Print the whole listing, character for character.

____

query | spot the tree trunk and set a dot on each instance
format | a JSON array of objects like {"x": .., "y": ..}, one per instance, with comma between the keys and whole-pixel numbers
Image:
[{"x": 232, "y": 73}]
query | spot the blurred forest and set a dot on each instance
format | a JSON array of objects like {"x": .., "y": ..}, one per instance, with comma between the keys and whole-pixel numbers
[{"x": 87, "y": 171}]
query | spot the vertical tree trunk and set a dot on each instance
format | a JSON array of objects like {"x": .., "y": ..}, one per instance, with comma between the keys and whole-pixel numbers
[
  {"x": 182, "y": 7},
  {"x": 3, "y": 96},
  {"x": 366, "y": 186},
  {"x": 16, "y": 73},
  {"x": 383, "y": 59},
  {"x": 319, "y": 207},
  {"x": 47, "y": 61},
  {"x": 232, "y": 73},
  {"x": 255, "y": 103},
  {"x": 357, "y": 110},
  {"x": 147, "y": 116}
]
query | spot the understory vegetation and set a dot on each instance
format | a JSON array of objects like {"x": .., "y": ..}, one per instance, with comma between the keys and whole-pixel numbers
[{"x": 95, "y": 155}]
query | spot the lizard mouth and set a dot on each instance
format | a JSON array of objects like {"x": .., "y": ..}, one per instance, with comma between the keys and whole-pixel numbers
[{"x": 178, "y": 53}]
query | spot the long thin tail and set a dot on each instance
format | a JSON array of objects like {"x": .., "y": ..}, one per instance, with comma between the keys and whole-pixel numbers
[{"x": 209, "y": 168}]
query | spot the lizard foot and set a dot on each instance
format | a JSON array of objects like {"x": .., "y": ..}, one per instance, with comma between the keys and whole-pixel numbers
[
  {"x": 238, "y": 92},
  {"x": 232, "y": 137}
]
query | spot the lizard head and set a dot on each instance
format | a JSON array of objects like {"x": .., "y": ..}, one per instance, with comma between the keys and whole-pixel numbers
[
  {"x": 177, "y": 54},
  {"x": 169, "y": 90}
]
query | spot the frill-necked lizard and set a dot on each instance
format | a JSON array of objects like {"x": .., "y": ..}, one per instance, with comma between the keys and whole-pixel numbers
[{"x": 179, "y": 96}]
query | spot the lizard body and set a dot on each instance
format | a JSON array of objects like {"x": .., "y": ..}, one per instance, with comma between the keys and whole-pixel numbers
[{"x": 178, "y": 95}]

____

*Exercise solution*:
query | spot the tree trunk and set a dot on each instance
format | a JSON array of objects like {"x": .., "y": ..}, one per instance, with comma between the keys and whole-pixel numbers
Image:
[{"x": 232, "y": 73}]
query | spot the blurred forest and set a dot on each instance
format | a JSON array of objects like {"x": .., "y": ..}, one per instance, with comma between the keys and whole-pixel numbers
[{"x": 87, "y": 171}]
query | spot the vertical tree trunk and set a dot on each instance
format | a JSON array of objects like {"x": .., "y": ..}, one per instance, with comma between the keys and whole-pixel numbers
[
  {"x": 182, "y": 7},
  {"x": 3, "y": 96},
  {"x": 366, "y": 186},
  {"x": 16, "y": 73},
  {"x": 383, "y": 59},
  {"x": 319, "y": 207},
  {"x": 47, "y": 61},
  {"x": 232, "y": 73},
  {"x": 255, "y": 103},
  {"x": 357, "y": 110},
  {"x": 147, "y": 116}
]
query | spot the understory vegetation and set a dot on each instance
format | a JSON array of objects like {"x": .., "y": ..}, one per instance, with comma between the keys and whole-pixel numbers
[{"x": 95, "y": 155}]
query | spot the lizard mouth and set a dot on each instance
format | a JSON array of objects like {"x": .., "y": ..}, one per instance, with comma between the keys and whole-pixel numbers
[{"x": 178, "y": 53}]
query | spot the long thin tail and set a dot on each instance
format | a JSON array of objects like {"x": .., "y": ..}, one per instance, with comma between the keys and whole-pixel numbers
[{"x": 209, "y": 168}]
query | spot the lizard foot and set a dot on each instance
format | a JSON array of objects like {"x": .., "y": ..}, one per instance, with comma between the keys and whole-pixel numbers
[
  {"x": 238, "y": 92},
  {"x": 232, "y": 137}
]
query | spot the lizard head and set a dot on each instance
format | a JSON array of objects like {"x": .., "y": ..}, one per instance, with comma between the keys and whole-pixel numbers
[
  {"x": 177, "y": 54},
  {"x": 169, "y": 90}
]
query | spot the frill-necked lizard and set a dot on each instance
format | a JSON array of objects like {"x": .., "y": ..}, one per instance, with comma between the keys and whole-pixel numbers
[{"x": 179, "y": 96}]
query | spot the lizard body and set a dot on each instance
format | a JSON array of objects like {"x": .., "y": ..}, one per instance, with comma between the keys and whole-pixel numbers
[{"x": 178, "y": 95}]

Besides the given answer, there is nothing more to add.